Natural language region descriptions
──────

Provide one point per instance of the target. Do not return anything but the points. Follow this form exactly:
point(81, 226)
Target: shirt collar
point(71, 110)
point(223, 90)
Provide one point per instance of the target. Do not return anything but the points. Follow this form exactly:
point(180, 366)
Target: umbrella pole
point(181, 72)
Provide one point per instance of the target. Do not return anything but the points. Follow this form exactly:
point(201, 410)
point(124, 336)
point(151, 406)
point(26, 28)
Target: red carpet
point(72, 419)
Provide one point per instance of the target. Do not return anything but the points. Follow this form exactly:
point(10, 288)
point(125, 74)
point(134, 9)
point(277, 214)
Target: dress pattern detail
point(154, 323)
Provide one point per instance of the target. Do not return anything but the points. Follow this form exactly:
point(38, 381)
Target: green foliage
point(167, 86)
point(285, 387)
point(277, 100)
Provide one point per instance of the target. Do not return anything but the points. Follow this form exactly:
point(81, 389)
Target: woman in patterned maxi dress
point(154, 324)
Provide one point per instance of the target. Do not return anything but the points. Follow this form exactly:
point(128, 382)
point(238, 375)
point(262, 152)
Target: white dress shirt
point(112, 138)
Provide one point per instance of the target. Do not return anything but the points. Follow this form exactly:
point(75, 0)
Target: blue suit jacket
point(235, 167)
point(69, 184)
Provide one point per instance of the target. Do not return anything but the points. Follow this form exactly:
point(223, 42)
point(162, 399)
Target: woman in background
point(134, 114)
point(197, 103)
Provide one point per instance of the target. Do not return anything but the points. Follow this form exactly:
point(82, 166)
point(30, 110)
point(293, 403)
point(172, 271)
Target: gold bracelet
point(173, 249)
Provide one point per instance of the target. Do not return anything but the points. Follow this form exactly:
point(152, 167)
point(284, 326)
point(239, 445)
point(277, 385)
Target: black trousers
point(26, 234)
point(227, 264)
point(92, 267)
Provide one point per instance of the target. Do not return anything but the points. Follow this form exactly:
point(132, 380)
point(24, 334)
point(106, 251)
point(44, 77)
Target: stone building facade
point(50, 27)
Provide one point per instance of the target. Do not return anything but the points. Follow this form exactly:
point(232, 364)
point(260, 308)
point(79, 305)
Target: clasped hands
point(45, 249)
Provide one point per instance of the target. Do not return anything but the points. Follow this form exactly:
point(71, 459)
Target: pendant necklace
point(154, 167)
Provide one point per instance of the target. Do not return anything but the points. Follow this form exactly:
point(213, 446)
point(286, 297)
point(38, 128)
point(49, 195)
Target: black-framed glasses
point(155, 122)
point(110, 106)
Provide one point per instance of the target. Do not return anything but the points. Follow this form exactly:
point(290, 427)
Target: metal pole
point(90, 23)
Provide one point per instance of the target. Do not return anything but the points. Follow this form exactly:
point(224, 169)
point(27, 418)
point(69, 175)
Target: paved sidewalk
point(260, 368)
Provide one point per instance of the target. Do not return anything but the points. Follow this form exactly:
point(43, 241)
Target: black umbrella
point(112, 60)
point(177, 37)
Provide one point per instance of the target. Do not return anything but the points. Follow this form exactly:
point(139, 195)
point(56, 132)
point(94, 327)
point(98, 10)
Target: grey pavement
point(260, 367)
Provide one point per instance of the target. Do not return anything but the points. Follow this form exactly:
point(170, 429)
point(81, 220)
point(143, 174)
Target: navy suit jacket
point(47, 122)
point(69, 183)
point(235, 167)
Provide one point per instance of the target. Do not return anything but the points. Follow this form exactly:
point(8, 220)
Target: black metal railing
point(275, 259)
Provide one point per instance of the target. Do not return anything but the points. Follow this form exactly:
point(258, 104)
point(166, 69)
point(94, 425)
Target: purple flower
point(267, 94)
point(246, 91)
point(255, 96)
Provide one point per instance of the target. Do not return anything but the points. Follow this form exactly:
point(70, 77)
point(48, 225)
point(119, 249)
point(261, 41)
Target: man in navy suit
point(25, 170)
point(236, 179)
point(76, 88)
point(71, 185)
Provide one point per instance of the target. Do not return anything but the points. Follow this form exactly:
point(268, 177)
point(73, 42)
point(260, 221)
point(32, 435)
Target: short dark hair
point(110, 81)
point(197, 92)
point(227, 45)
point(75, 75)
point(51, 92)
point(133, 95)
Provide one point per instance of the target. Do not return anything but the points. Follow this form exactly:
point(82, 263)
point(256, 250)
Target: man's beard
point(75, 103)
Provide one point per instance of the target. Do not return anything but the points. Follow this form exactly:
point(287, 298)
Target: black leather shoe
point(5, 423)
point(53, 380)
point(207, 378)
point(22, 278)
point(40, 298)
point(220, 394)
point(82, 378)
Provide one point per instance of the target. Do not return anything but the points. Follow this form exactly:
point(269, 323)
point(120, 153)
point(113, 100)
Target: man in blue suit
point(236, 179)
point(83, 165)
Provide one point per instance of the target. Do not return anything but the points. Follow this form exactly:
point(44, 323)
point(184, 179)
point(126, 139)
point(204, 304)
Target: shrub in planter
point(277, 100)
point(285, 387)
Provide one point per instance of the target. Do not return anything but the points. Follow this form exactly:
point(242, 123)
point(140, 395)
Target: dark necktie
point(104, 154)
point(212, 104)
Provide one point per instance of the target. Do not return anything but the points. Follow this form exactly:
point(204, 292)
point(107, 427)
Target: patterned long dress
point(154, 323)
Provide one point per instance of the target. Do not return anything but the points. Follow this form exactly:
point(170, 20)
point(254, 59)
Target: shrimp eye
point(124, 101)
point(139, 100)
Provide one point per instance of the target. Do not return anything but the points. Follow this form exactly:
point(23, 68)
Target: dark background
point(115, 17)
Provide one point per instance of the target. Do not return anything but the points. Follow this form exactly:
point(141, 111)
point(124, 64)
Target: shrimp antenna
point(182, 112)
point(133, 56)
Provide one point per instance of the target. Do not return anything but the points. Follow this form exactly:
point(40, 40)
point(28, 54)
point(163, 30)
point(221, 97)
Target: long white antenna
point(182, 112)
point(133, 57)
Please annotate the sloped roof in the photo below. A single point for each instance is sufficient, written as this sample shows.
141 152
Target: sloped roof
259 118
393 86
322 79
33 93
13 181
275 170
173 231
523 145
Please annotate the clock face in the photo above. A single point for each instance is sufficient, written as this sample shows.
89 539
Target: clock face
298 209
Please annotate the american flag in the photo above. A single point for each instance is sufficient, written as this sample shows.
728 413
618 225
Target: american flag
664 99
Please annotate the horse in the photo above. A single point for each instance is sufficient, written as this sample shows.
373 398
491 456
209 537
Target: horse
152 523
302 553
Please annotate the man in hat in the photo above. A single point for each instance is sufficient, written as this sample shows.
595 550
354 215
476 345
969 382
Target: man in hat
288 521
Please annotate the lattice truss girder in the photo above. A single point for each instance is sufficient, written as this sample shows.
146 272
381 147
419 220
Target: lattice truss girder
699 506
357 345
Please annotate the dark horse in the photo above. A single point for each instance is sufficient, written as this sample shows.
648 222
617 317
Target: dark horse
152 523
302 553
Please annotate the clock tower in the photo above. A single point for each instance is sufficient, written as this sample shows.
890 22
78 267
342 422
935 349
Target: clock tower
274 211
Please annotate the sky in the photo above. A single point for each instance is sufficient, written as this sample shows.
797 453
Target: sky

──────

ACTIVITY:
For the string "photo", work out how many lines of the data contain it; answer with the number alone.

OUTPUT OF THE TASK:
9